PROBLEM
Reproduce the rows below word for word, from the very first one down to and including the line that contains "[[183, 90], [188, 108], [191, 146]]".

►

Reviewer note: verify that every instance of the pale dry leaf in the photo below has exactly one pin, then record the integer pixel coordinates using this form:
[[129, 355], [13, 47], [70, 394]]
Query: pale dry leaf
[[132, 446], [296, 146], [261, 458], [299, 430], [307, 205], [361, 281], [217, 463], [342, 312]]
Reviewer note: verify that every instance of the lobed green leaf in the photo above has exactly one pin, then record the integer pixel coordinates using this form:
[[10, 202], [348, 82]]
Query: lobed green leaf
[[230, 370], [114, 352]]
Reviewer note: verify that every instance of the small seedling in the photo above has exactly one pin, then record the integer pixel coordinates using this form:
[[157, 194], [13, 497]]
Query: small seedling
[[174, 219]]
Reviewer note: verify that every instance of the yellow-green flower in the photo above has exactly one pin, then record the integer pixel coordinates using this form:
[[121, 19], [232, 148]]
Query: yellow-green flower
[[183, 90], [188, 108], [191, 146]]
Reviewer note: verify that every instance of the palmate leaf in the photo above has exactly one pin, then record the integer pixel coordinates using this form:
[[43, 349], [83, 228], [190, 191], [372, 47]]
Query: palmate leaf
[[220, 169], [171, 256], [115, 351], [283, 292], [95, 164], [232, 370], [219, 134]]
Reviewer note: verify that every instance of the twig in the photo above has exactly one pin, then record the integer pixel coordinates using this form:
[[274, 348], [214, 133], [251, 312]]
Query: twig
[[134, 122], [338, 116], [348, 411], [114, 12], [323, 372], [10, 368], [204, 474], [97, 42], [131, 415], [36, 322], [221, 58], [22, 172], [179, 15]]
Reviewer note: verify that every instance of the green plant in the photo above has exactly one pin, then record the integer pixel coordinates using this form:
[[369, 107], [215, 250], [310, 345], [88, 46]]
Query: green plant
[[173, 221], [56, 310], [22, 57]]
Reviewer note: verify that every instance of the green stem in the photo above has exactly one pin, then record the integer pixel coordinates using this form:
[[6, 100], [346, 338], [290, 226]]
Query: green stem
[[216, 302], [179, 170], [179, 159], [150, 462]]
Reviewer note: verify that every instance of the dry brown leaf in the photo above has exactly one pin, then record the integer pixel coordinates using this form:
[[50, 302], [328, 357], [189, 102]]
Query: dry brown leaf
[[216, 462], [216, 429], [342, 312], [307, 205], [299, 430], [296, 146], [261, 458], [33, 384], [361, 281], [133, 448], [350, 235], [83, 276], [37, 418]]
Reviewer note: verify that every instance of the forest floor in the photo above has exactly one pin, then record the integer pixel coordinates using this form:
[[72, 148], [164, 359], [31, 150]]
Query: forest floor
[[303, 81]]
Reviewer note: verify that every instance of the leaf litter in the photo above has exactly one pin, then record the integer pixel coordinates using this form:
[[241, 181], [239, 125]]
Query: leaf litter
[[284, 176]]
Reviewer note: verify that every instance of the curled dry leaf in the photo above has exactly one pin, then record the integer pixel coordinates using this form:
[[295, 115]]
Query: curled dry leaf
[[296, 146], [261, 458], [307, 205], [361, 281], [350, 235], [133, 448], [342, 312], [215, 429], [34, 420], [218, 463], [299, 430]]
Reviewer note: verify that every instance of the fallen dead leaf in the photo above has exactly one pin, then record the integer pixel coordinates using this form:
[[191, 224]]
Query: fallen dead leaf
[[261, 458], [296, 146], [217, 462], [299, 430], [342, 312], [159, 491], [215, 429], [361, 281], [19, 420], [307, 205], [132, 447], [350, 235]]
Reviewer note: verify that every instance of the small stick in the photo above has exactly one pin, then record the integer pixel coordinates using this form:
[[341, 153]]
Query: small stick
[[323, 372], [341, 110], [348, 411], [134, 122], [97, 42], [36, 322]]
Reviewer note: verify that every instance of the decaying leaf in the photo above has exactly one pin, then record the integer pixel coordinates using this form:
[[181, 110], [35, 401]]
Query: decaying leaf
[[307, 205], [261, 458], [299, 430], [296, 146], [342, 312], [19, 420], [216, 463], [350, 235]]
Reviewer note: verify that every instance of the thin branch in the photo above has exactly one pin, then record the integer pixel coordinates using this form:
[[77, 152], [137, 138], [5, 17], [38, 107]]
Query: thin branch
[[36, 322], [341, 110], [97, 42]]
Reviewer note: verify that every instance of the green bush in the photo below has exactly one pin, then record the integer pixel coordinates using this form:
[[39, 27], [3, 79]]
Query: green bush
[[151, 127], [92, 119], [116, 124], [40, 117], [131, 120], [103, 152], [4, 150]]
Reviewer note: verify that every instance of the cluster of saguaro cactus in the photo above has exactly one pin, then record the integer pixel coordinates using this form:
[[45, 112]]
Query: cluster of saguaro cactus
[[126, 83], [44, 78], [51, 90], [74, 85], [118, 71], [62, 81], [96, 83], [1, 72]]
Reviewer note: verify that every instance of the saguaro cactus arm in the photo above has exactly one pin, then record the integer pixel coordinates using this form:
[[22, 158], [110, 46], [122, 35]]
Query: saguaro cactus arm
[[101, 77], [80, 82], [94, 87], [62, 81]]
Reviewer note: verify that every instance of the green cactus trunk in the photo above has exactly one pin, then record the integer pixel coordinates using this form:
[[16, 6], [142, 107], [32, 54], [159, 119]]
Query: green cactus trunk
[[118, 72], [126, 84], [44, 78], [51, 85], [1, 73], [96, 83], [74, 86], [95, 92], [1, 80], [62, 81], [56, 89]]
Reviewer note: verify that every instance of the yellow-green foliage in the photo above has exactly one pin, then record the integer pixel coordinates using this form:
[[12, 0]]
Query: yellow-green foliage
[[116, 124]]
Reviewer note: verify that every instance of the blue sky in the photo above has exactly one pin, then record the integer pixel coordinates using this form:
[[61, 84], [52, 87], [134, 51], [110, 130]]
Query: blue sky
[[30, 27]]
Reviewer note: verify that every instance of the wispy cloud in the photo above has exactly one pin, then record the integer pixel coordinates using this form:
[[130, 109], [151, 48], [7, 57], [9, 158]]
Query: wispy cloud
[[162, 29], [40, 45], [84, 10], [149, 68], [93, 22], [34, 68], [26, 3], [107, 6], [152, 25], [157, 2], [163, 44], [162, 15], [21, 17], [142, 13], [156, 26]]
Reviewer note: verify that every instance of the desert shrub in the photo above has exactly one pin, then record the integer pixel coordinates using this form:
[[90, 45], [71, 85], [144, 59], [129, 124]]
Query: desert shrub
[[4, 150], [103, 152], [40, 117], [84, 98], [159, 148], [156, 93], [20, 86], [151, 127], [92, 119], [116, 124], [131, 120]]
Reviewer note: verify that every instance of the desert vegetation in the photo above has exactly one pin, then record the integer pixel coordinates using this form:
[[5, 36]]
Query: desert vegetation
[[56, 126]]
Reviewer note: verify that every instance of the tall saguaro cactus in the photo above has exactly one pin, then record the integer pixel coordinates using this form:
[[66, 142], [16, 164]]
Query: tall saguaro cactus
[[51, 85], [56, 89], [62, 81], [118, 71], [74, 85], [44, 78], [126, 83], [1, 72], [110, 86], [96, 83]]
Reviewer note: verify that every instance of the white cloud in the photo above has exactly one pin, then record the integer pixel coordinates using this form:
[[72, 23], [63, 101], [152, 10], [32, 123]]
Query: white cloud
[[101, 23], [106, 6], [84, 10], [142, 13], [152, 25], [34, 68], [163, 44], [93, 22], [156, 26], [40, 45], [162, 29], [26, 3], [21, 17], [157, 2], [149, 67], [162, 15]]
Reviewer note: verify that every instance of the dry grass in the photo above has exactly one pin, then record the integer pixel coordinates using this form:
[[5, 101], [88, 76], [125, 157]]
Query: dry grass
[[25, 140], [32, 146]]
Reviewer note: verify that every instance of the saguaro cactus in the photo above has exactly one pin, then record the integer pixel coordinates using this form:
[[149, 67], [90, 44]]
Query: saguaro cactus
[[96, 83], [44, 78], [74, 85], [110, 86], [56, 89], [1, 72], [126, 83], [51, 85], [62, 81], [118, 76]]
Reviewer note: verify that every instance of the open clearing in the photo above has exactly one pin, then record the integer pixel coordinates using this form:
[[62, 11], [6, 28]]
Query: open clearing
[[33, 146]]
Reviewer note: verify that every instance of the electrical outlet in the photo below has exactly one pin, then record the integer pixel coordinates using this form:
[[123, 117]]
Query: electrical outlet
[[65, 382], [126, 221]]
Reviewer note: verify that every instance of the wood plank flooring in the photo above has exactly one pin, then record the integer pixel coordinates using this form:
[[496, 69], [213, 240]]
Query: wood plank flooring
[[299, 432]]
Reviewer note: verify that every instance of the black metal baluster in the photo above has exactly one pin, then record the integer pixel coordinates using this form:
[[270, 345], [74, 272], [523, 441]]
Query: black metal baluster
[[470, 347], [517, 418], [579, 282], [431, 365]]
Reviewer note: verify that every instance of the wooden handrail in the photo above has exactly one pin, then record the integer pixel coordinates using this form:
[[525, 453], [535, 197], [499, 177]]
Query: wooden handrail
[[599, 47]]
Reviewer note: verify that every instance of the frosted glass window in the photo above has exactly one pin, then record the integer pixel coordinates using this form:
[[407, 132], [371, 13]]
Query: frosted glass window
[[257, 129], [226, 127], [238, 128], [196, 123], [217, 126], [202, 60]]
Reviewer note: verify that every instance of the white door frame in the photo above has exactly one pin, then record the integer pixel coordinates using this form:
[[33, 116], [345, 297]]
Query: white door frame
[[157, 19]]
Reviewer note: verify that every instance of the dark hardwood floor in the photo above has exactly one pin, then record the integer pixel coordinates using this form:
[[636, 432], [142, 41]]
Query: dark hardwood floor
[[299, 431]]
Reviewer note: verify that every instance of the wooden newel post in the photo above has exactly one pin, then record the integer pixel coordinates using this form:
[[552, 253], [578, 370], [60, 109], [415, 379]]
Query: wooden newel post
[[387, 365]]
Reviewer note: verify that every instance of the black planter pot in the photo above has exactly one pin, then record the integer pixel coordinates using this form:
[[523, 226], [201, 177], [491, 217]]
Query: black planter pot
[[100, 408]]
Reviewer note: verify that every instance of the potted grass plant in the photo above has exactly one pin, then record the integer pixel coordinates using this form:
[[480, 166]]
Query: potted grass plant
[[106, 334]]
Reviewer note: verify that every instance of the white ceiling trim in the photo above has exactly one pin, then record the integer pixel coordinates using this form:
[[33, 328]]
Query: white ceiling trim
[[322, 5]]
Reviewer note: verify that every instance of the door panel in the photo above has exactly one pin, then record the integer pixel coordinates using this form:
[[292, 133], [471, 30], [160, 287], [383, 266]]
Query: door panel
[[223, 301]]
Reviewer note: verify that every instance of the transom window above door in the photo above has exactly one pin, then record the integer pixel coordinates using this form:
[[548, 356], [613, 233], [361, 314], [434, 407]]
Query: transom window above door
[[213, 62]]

◄

TASK OUTPUT
Reviewer note: verify that every instance of the pale dry leaf in the photo below has exactly one pin, then record the integer pixel coordinates using this form:
[[129, 355], [13, 47], [70, 394]]
Query: pale dry leaf
[[132, 446], [296, 146], [261, 458], [299, 430], [307, 205], [361, 281], [217, 463], [342, 312]]
Reviewer note: verify that every instance of the lobed green leaf in the photo above has exactly one pin, then record the integer pixel coordinates using this form:
[[10, 202], [348, 82]]
Query: lobed green leaf
[[230, 370], [114, 352]]
Reviewer note: verify that every instance of the small seedling in the photo above has exactly one pin, then record the integer pixel coordinates using this form:
[[157, 194], [13, 497]]
Query: small seedling
[[174, 219]]
Reviewer note: verify that every instance of the yellow-green flower in the photo above has exactly one pin, then record the integer pixel coordinates using this form:
[[121, 19], [232, 148]]
Query: yellow-green flower
[[183, 90], [188, 108], [191, 146]]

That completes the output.